§ Coordinate annotation records
--------------------------------------------------

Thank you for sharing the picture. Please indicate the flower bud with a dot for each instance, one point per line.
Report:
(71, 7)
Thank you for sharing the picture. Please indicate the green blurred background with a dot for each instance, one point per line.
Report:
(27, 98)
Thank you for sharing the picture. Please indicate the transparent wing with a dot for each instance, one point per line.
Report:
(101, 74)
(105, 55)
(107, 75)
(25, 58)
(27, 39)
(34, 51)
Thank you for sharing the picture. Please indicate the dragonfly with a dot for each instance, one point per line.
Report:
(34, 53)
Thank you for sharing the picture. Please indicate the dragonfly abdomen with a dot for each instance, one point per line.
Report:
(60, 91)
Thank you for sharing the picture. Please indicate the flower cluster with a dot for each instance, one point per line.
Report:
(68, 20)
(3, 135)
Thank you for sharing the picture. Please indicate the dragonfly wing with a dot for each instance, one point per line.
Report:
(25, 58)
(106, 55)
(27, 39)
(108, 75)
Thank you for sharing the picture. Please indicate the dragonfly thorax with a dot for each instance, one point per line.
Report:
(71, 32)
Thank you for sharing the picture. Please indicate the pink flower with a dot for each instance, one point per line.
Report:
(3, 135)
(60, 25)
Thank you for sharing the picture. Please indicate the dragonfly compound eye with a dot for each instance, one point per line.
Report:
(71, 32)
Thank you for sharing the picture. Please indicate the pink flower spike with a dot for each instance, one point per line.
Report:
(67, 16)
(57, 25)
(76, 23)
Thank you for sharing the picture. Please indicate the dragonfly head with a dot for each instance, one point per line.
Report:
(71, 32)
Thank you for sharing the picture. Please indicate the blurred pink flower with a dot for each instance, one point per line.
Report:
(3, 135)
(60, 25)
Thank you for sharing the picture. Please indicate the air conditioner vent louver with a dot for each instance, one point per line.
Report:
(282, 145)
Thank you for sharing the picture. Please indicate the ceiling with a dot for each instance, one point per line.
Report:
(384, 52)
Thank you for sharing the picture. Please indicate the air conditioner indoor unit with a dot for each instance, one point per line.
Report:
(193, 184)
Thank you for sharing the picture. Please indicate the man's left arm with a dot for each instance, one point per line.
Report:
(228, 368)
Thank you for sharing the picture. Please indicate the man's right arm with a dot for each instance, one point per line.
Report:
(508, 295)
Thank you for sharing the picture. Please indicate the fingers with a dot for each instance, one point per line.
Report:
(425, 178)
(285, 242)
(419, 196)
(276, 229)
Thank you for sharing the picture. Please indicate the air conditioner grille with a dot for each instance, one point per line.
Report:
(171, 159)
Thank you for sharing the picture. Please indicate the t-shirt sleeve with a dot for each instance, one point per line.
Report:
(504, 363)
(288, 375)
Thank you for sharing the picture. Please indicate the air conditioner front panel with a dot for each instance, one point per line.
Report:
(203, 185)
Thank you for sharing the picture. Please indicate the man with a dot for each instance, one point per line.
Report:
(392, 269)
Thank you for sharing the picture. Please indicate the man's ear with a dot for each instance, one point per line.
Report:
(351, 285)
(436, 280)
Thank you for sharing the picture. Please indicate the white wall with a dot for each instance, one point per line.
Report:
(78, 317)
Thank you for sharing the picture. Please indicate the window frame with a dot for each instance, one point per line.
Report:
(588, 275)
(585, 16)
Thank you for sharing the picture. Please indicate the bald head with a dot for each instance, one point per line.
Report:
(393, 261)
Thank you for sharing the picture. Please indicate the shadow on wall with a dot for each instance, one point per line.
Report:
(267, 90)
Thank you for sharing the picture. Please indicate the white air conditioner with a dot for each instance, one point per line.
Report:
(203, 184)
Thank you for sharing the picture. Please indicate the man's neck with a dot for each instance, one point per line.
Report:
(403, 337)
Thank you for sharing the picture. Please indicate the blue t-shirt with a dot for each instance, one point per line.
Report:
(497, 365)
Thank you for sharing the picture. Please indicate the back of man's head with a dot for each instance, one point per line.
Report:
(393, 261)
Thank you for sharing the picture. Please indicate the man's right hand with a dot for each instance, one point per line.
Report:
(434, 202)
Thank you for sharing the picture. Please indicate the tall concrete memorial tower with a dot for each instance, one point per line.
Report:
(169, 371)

--------------------------------------------------

§ EXERCISE DESCRIPTION
Each line from the one with "the white wall" through the last line of the records must be written out word for word. Include nothing else.

§ WRITTEN SOLUTION
Thank you for sharing the picture. Please indicate the white wall with a dot for each instance, one point per line.
Report:
(78, 317)
Thank you for sharing the picture. Please indicate the window frame with a dot for each instance, one point per line.
Report:
(588, 275)
(585, 16)
Thank you for sharing the picture. Please indicate the bald head with a dot for each instance, one point per line.
Report:
(393, 261)
Thank you for sharing the picture. Please indicate the shadow on wall with a dot for each instance, one point per line.
Report:
(267, 90)
Thank you for sharing the picture. Please indicate the white air conditioner with a dot for each instance, one point per line.
Report:
(203, 184)
Thank you for sharing the picture. Please indicate the man's neck with a dot for each instance, one point per line.
Report:
(403, 337)
Thank you for sharing the picture. Please indicate the blue t-shirt with a dot for each instance, one point per line.
Report:
(497, 365)
Thank you for sharing the picture. Please indicate the back of man's head with a dot for each instance, one point per line.
Report:
(393, 261)
Thank you for sharing the picture. Please indicate the man's right hand with a dot for each instance, one point per line.
Report:
(434, 202)
Thank you for sharing the picture. Please indicate the tall concrete memorial tower with a dot for each instance, one point per line.
Report:
(169, 371)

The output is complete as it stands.